## Required work:
From the line that includes "Where can the eroded" to the last line of the data, quote each line precisely; both boundary lines belong in the answer.

[Stored records]
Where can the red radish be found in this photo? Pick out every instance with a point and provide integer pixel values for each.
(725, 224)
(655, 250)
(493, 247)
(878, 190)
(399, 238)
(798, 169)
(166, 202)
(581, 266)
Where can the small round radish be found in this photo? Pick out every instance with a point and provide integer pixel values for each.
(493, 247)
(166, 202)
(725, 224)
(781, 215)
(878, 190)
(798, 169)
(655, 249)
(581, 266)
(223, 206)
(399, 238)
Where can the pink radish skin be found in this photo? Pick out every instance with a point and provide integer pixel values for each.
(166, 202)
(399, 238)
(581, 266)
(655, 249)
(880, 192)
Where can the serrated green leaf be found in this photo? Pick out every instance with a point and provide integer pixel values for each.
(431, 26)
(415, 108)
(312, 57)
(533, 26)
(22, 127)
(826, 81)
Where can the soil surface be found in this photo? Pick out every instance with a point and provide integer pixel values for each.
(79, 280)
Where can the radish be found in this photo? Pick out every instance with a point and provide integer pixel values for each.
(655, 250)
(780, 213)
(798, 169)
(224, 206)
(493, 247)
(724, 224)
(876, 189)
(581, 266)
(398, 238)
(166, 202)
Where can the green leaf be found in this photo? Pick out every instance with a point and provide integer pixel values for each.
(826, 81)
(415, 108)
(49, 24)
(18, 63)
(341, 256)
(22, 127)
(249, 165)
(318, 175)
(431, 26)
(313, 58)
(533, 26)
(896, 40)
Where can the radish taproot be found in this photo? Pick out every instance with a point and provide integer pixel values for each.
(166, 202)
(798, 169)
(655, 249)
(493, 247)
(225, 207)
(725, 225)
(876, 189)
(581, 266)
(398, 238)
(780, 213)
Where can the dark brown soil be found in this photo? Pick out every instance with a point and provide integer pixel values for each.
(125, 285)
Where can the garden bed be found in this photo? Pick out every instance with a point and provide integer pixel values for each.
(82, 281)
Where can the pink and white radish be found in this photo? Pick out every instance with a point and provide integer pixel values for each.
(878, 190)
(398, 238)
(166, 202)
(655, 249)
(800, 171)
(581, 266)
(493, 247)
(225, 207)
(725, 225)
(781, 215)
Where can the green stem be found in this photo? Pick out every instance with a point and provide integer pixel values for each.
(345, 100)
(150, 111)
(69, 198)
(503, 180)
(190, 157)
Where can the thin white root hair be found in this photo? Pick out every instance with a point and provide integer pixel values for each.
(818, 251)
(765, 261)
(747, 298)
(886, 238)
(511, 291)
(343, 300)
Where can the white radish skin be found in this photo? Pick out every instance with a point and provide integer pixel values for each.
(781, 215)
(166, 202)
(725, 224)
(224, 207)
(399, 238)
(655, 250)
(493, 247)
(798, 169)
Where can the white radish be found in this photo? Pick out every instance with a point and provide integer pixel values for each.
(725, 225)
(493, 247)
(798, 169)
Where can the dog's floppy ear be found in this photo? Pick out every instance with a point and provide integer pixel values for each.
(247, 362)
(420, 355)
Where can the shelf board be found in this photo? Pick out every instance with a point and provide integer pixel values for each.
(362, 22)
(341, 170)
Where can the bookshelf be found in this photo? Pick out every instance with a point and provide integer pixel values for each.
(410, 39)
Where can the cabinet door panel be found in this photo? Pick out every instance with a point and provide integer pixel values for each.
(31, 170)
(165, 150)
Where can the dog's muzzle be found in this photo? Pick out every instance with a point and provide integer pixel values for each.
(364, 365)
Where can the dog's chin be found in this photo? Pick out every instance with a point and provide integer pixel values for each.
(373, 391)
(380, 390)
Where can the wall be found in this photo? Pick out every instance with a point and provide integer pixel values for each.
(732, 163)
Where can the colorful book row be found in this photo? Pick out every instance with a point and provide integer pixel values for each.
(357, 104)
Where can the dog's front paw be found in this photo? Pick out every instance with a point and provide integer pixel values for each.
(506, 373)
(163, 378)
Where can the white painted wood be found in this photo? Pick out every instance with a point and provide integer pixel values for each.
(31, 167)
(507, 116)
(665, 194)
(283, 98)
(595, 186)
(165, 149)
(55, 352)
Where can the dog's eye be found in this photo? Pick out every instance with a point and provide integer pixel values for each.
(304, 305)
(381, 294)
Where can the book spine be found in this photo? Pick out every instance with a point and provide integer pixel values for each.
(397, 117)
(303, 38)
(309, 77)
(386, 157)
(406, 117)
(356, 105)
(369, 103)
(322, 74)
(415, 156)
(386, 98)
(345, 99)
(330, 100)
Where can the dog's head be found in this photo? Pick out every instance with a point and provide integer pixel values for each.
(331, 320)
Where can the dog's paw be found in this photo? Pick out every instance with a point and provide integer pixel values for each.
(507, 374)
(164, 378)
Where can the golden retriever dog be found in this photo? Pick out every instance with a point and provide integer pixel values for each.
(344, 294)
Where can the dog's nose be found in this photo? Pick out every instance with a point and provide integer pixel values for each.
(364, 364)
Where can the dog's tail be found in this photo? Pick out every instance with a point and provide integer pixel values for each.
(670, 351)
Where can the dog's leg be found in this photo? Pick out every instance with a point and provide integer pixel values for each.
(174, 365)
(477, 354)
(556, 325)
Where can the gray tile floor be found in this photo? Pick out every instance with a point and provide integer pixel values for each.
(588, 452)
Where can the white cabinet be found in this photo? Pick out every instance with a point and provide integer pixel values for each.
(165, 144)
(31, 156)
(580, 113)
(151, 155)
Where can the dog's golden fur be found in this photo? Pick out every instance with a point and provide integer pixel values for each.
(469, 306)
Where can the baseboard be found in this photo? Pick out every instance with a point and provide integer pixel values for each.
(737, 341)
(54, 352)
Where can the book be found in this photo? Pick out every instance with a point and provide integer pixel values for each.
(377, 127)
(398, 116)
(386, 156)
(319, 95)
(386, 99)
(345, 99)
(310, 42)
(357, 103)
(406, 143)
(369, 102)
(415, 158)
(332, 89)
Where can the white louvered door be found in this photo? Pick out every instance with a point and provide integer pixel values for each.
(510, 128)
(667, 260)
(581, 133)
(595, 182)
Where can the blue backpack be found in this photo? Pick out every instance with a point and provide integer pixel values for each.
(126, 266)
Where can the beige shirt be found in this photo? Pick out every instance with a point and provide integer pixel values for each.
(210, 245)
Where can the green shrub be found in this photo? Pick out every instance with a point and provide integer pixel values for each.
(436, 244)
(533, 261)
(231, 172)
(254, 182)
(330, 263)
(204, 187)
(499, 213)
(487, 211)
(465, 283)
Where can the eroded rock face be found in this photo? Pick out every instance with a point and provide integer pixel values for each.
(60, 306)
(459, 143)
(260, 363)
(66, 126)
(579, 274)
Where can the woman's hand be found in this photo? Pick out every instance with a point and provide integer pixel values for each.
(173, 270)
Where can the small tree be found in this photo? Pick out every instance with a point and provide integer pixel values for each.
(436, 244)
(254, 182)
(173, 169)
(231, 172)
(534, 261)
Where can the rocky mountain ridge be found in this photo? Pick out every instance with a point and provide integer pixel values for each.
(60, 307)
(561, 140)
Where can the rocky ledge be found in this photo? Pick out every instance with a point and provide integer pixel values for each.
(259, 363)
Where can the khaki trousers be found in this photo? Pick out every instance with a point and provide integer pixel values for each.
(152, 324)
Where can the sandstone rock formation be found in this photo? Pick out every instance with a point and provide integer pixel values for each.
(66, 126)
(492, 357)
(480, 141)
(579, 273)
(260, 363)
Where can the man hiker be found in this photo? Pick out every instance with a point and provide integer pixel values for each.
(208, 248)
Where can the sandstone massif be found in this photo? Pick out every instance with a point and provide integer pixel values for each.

## Solution for this task:
Where can the eroded rock face be found in this photo? Pick out every instance with a point and provide integer pixel values for each.
(60, 306)
(459, 143)
(260, 363)
(66, 126)
(579, 274)
Where can the woman's hand be found in this photo? Pick out every instance with a point and provide integer pixel values for each.
(173, 270)
Where can the small tree be found in this photo? Pick out every instance with a point and provide integer pixel values for each.
(436, 244)
(254, 182)
(173, 169)
(231, 172)
(534, 261)
Where can the rocky mountain ridge be found in this photo? Pick out every instance with a point and provide integer pixel values for each.
(60, 307)
(561, 140)
Where can the rocky ledge be found in this photo? Pick out every instance with a point and provide integer pixel values for each.
(259, 363)
Where can the khaki trousers be found in this photo? Pick out every instance with a point and provide integer pixel values for each.
(152, 324)
Where can the sandstone rock formation be found in this photo? Pick out every instance with a point and provide integer pixel values for each.
(66, 126)
(492, 357)
(480, 141)
(579, 273)
(260, 363)
Where can the man hiker be found in this photo? Pick out every instance with a point and provide integer pixel values for each.
(208, 248)
Where can the sandstone massif be found in this photo? Pick out every instance with a point and provide integer pixel values for each.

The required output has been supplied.